◆ Excerpted passage ◆
====

Because land was equivalent to power in the 1400's, powerful men could try to claim the English crown. This led to the conflicts known as the Wars of the Roses, battles for power fought between the house of York, the white rose, and the house of Lancaster, the red rose. The turmoil was at its peak during the reign of Henry VI (Lancaster) because of his personal weaknesses and mental instability. Although the fighting was very irregular, the result was a general breakdown in the authority and power of the Crown. His son who later became Henry VII united the two houses by marrying Elizabeth of York and combining red and white to give what is now known as the English Rose.

Henry VII
The Wars of the Roses culminated in the eventual victory of the relatively unknown Henry Tudor, Henry VII, at the Battle of Bosworth Field in 1485, where Richard III of York was killed, and Henry Tudor of Lancaster became King. But before the end of his reign, two pretenders had tried to dethrone him, helped by supporters of the house of York, both unsuccessfully. The first, Lambert Simnel, was defeated in battle; the second, Perkin Warbeck, was hanged in 1499.
In 1497 Henry was challenged again, Michael An Gof led Cornish rebels in a march on London. He fought for various issues mainly rooted in taxes. On June 17, 1497, he was defeated, and Henry VII showed he could still display military prowess when he needed to. The rest of his reign was relatively peaceful, despite a slight worry over the succession when his wife Elizabeth of York died in 1503.

====

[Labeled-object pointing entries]
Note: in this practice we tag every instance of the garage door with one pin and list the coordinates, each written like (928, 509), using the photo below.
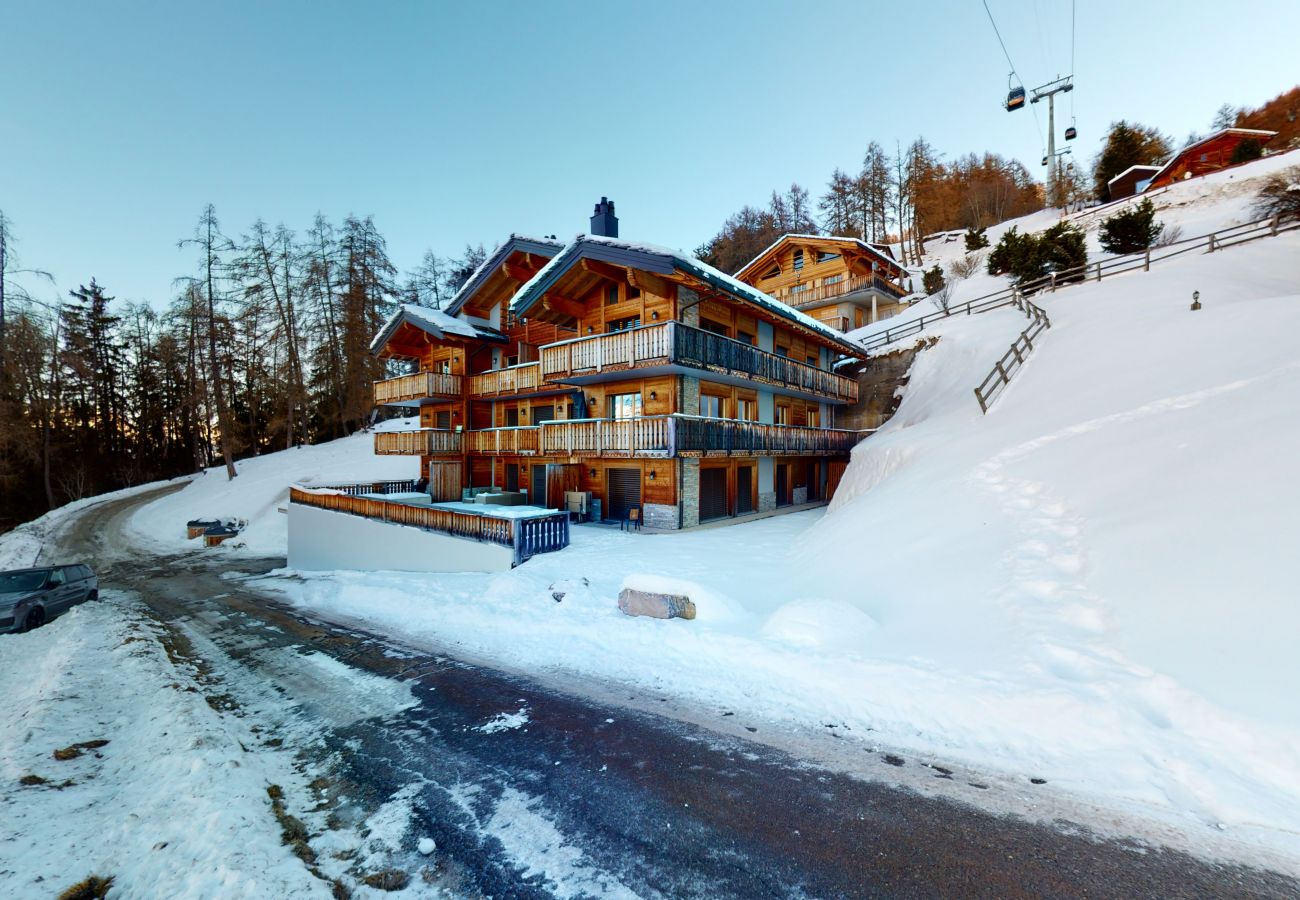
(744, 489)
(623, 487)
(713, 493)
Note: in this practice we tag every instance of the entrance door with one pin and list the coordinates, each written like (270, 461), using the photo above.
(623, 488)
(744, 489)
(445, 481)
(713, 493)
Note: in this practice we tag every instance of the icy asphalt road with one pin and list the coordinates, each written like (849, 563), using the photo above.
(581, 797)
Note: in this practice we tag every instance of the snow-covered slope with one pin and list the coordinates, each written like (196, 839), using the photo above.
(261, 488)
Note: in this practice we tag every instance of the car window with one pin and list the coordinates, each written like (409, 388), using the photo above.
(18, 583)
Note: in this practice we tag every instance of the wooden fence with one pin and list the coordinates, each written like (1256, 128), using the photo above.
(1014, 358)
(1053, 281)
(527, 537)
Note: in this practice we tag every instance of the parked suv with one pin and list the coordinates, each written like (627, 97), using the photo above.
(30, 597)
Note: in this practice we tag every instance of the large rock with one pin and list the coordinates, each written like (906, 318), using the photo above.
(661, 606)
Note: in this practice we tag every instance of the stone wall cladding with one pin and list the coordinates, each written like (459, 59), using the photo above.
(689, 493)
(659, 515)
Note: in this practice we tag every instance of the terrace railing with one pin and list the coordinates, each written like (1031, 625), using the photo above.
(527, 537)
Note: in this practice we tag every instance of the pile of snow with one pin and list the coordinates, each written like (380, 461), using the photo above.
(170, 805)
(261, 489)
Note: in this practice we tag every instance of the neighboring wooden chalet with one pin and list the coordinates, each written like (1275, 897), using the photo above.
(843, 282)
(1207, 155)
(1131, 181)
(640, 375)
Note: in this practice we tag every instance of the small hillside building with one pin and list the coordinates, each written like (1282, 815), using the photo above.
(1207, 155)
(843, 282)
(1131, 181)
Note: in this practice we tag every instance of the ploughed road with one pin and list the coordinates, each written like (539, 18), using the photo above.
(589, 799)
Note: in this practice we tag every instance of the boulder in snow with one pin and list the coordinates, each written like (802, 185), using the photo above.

====

◆ What is asked ◆
(a) List every specific year mentioned in the passage on the Wars of the Roses, leaving out the reference to a century.
(b) Return every line in the entries that contains the string "wooden".

◆ Expected responses ◆
(a) 1485, 1497, 1499, 1503

(b)
Note: in this practice we tag every instance of the wooden fence with one pin and list the coordinates, each written like (1256, 128), using the photo above.
Note: in this practice we tag every instance of the neighboring wooden chalet with one pin and list the coordinates, each written like (1275, 897), using the photo above.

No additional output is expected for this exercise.